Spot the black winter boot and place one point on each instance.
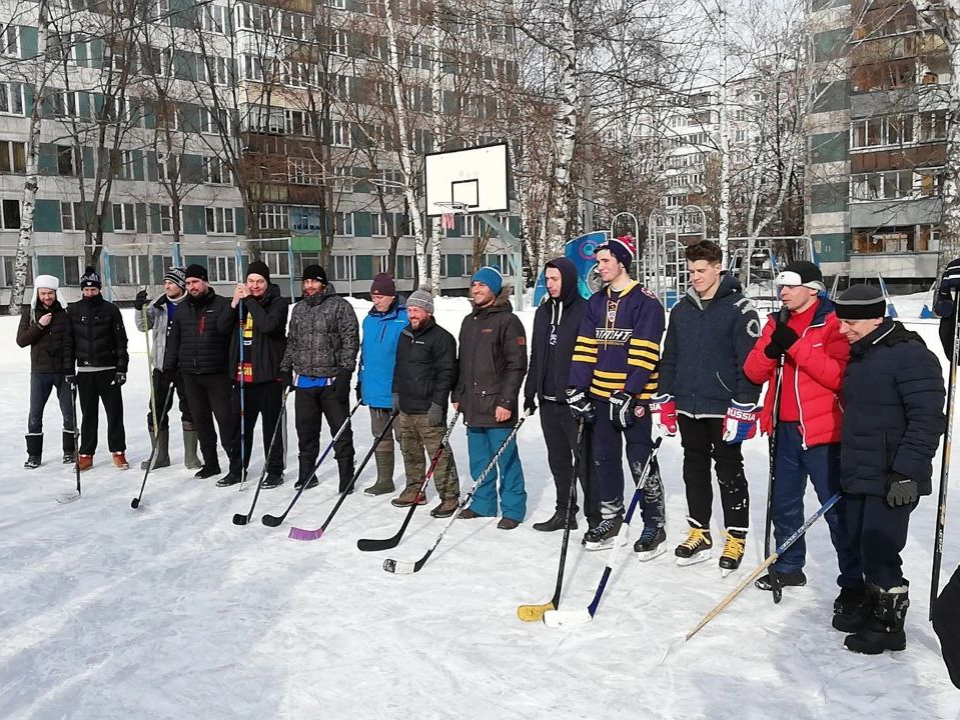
(884, 628)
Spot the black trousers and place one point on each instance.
(560, 433)
(210, 396)
(263, 399)
(312, 405)
(702, 441)
(161, 387)
(879, 533)
(92, 389)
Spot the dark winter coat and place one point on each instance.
(97, 336)
(269, 315)
(702, 361)
(893, 411)
(324, 337)
(426, 367)
(565, 314)
(200, 336)
(48, 345)
(491, 364)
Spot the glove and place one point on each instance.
(664, 411)
(435, 414)
(530, 405)
(901, 490)
(622, 406)
(740, 422)
(581, 407)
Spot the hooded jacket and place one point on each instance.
(705, 348)
(893, 411)
(555, 328)
(491, 364)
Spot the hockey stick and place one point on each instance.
(564, 618)
(533, 613)
(754, 575)
(274, 520)
(70, 497)
(945, 462)
(301, 534)
(167, 402)
(401, 567)
(376, 545)
(239, 519)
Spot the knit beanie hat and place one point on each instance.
(801, 273)
(259, 268)
(90, 278)
(861, 302)
(383, 285)
(422, 298)
(196, 271)
(490, 277)
(177, 277)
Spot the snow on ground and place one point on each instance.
(173, 612)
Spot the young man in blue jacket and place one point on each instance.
(711, 332)
(378, 352)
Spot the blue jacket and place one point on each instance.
(703, 354)
(892, 411)
(378, 353)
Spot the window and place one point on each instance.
(220, 221)
(13, 156)
(124, 217)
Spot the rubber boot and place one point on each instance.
(190, 459)
(385, 465)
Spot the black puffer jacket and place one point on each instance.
(892, 411)
(48, 345)
(269, 341)
(97, 337)
(426, 367)
(199, 338)
(324, 337)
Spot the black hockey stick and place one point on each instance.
(167, 402)
(239, 519)
(274, 520)
(533, 613)
(391, 542)
(301, 534)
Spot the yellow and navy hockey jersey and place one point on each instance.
(618, 347)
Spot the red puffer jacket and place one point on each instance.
(819, 358)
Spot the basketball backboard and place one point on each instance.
(474, 180)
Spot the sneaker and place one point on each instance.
(797, 579)
(446, 508)
(696, 548)
(557, 522)
(732, 554)
(604, 535)
(207, 471)
(652, 543)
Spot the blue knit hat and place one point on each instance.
(490, 277)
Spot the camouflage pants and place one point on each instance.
(419, 441)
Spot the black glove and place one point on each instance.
(622, 408)
(901, 490)
(581, 407)
(435, 415)
(530, 404)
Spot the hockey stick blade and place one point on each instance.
(534, 613)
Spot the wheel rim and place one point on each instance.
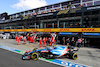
(75, 56)
(34, 56)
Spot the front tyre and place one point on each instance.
(74, 56)
(34, 56)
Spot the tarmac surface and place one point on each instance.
(86, 56)
(11, 59)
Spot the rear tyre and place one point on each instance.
(74, 56)
(35, 49)
(34, 56)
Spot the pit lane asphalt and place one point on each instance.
(11, 59)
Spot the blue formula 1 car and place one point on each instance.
(50, 53)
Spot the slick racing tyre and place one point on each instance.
(22, 57)
(74, 56)
(34, 56)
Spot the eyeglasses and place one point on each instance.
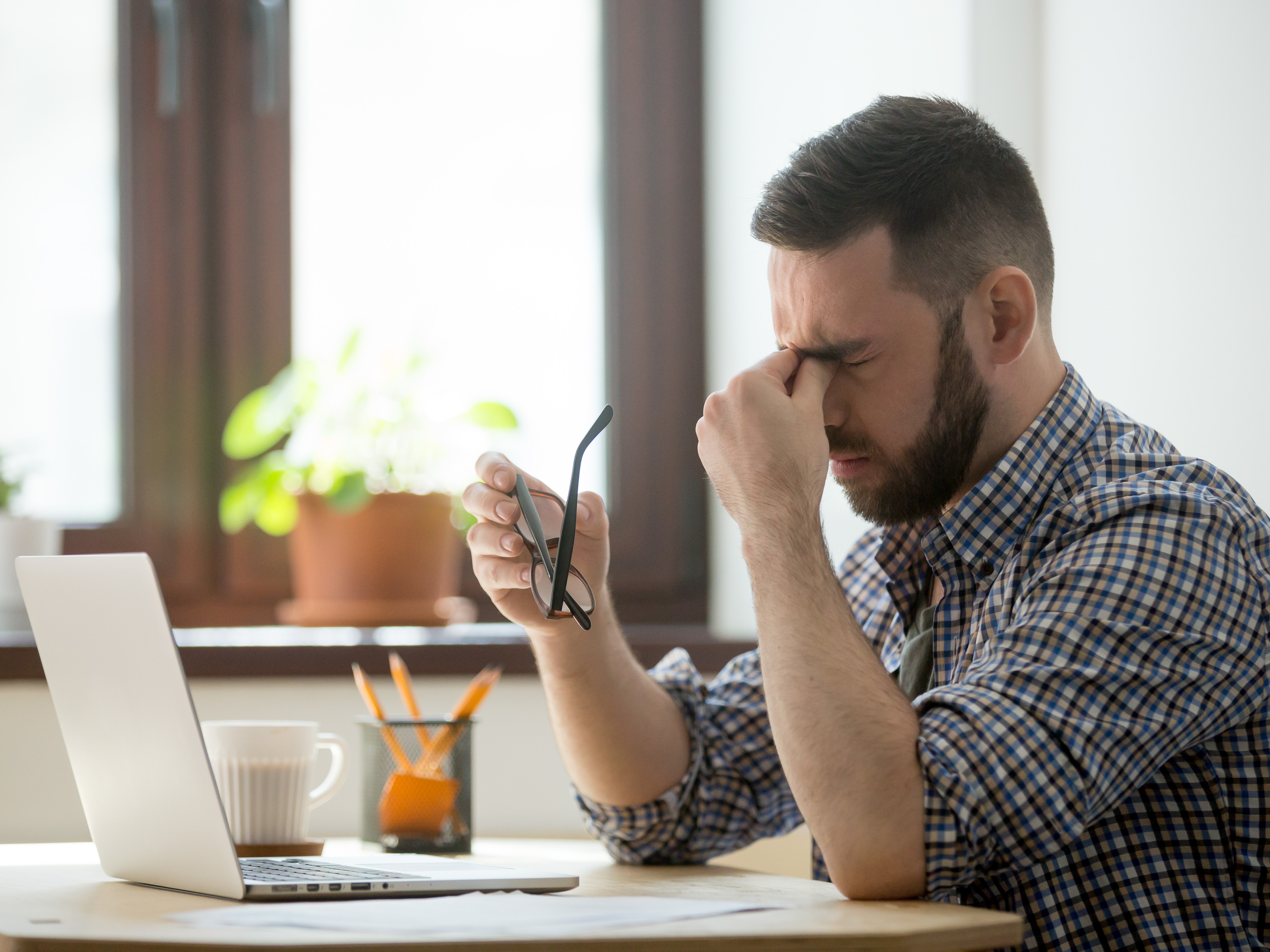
(549, 527)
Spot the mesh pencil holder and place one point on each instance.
(427, 809)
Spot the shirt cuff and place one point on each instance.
(959, 846)
(638, 835)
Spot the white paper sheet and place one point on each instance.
(471, 916)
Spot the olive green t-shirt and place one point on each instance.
(918, 657)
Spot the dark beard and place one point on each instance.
(934, 468)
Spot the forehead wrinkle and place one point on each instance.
(835, 351)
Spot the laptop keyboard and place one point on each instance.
(305, 871)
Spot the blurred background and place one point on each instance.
(550, 200)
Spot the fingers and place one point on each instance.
(487, 503)
(592, 518)
(498, 471)
(496, 574)
(491, 539)
(811, 383)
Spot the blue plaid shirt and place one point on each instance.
(1097, 741)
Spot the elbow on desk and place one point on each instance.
(878, 878)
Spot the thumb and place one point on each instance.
(813, 379)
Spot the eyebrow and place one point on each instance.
(840, 351)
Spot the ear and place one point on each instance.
(1006, 304)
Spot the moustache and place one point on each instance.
(844, 442)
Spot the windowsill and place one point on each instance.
(322, 653)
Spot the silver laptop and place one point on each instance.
(143, 772)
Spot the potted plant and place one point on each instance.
(20, 536)
(355, 461)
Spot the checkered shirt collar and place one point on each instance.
(986, 525)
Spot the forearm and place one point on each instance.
(621, 735)
(846, 735)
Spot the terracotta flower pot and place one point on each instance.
(387, 564)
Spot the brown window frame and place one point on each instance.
(206, 305)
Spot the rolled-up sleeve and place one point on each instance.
(733, 791)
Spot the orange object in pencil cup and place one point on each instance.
(428, 809)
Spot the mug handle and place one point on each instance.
(336, 775)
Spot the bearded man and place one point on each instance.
(1038, 686)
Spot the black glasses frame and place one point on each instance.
(561, 568)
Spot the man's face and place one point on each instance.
(906, 408)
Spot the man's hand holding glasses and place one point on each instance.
(543, 560)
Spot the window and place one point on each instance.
(448, 199)
(60, 426)
(596, 220)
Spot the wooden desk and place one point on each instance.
(52, 902)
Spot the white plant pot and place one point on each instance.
(21, 537)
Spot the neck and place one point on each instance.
(1020, 393)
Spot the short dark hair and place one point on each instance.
(957, 199)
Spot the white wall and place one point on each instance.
(1156, 133)
(1147, 129)
(778, 73)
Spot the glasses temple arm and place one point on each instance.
(565, 554)
(531, 516)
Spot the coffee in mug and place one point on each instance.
(263, 772)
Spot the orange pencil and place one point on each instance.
(373, 703)
(402, 678)
(467, 706)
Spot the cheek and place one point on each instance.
(886, 407)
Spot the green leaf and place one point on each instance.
(242, 499)
(247, 435)
(350, 493)
(459, 517)
(279, 511)
(492, 417)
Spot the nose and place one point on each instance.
(836, 408)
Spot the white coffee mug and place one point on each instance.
(262, 770)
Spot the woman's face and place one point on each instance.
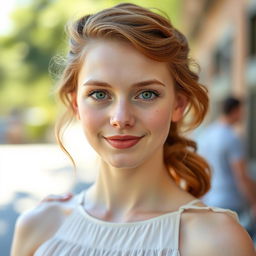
(125, 102)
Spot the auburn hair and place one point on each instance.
(154, 36)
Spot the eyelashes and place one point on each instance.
(103, 95)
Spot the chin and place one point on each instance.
(124, 163)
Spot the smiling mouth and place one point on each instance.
(123, 142)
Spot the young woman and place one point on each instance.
(129, 83)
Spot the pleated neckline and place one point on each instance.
(96, 220)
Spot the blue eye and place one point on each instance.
(98, 95)
(148, 95)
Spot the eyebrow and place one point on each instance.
(139, 84)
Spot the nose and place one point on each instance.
(122, 115)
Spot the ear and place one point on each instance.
(180, 105)
(74, 104)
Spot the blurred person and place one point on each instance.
(231, 186)
(128, 82)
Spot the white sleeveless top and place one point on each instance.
(84, 235)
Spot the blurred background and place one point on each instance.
(222, 35)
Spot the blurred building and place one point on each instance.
(223, 41)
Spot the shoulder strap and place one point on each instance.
(81, 197)
(191, 205)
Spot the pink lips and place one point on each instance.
(123, 141)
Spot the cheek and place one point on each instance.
(159, 121)
(92, 119)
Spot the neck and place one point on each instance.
(127, 190)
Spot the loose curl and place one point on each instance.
(155, 37)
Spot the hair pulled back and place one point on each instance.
(155, 37)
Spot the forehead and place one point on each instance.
(115, 60)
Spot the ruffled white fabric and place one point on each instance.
(84, 235)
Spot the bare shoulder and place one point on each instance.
(213, 233)
(37, 225)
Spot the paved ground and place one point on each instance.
(30, 172)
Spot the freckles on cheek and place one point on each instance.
(159, 119)
(91, 119)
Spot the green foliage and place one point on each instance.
(38, 35)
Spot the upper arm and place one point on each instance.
(23, 243)
(218, 234)
(229, 238)
(35, 227)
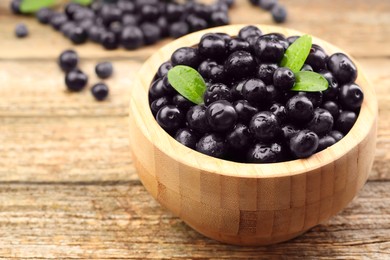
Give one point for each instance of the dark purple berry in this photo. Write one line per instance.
(221, 115)
(170, 118)
(68, 60)
(265, 153)
(132, 37)
(178, 29)
(336, 135)
(212, 46)
(333, 108)
(265, 126)
(284, 79)
(239, 65)
(239, 137)
(266, 71)
(325, 142)
(215, 92)
(351, 96)
(279, 111)
(76, 80)
(245, 111)
(104, 70)
(186, 56)
(212, 71)
(304, 144)
(197, 120)
(237, 44)
(186, 137)
(279, 13)
(268, 50)
(164, 68)
(299, 109)
(317, 58)
(255, 91)
(342, 68)
(212, 145)
(100, 91)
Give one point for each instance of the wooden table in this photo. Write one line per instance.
(68, 188)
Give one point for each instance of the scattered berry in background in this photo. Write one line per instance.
(68, 60)
(76, 80)
(100, 91)
(104, 70)
(133, 24)
(21, 30)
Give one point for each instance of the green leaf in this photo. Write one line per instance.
(188, 82)
(309, 81)
(31, 6)
(297, 53)
(83, 2)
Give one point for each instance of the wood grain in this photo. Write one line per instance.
(49, 137)
(123, 222)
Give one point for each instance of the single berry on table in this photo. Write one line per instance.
(217, 92)
(279, 13)
(300, 109)
(104, 70)
(76, 80)
(21, 30)
(351, 96)
(245, 111)
(100, 91)
(221, 115)
(68, 60)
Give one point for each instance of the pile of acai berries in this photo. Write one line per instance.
(135, 23)
(250, 112)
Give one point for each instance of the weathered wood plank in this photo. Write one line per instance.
(93, 149)
(123, 221)
(362, 28)
(65, 150)
(35, 88)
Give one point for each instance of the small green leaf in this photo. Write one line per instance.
(297, 53)
(31, 6)
(309, 81)
(83, 2)
(188, 82)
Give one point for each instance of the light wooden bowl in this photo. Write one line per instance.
(248, 204)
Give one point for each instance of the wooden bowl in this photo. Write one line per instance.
(248, 204)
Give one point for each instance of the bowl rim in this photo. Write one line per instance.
(170, 147)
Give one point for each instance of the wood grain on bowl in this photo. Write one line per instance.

——————————

A verbatim copy of the listing above, starting from the line with "Give one point for each instance of the wooden bowl" and running to its last line, is the only output needed.

● TASK OUTPUT
Give one point for each instance of the wooden bowl in this photo. Write one line per instance.
(248, 204)
Give one point for each instance of the bowl rim in this photo. Write one line per instance.
(170, 147)
Give one point for each instance of the wood grain on bowl in this photo. Write one line per instance.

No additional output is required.